◆ **Set task A**
Put the lines of the location identification entries below into a numbered list, leaving out blank lines and excluding the pictures.

---------- Text block

Utah Capitol Building at dusk

During a special session earlier this month, the Utah Legislature passed a tax reform bill that cut state revenue by $160 million dollars. 

The legislation includes multiple tax benefits, such as lowering the income tax rate, increasing dependent exemptions, and providing lower-income families and individuals with a grocery tax credit.

However, the bill also increases the sales tax on unprepared food and removes the sales tax exemption from gasoline-- changes some people worry will hurt lower-income Utahns. In response to these concerns, many people are supporting a referendum to halt the bill’s implementation. 

Rusty Cannon, the vice president of the Utah Taxpayers Association, said he is aware of these concerns but urges people to consider the bill as a whole before signing the referendum. 

“Yes, grocery purchases, gas purchases are ongoing and this is a once per year grocery tax refund,” Cannon said. “Most of that is offset by the lower income tax, as well as the raised dependent exemption.”

According to Cannon, there is also a provision in the bill that would eliminate income taxes on social security income for middle to low-income Utahns, which is another reason he cautions people against signing the referendum. 

“Why would somebody sign a referendum to repeal a bill that gives senior citizens on a low-income basis that big of a tax cut?” Cannon said.

Judy Weeks Rohner is one of the referendum’s sponsors and said while there are some elements of the bill that could benefit Utahns, she believes the increased taxes on food and gas will offset them. 

“All we're asking is to give people a choice,” Weeks Rohner said. “By signing this referendum, it puts this issue to the people on the ballot in November. It stops the bill and it allows people to have a voice.”

Weeks Rohner said those who want to sign the referendum can sign it anywhere in the state and do not have to sign it in the county where they reside.

--------------------
---------- Provided records

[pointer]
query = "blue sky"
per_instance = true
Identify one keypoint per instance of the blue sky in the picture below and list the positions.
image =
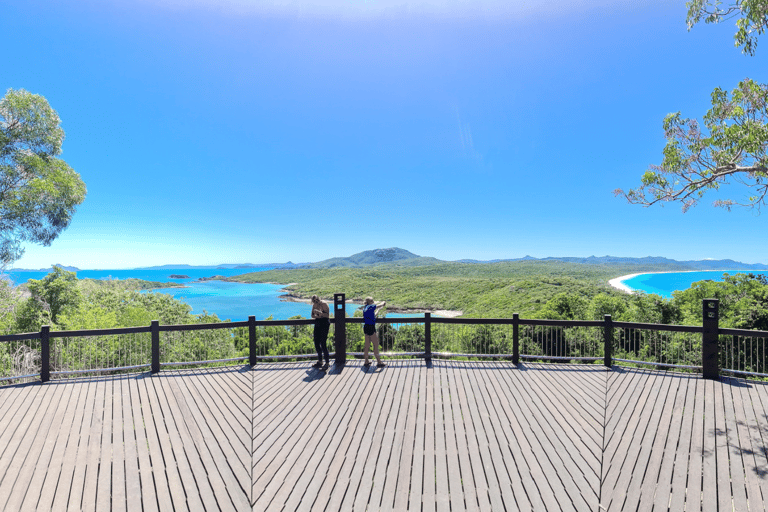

--------------------

◆ **Set task B**
List the tax benefits that the sentence beginning "The legislation includes multiple tax benefits" names in the article on the Utah tax reform bill.

◆ **Problem solution A**
1. [pointer]
2. query = "blue sky"
3. per_instance = true
4. Identify one keypoint per instance of the blue sky in the picture below and list the positions.
5. image =

◆ **Problem solution B**
- Lowering the income tax rate
- Increasing dependent exemptions
- Providing lower-income families and individuals with a grocery tax credit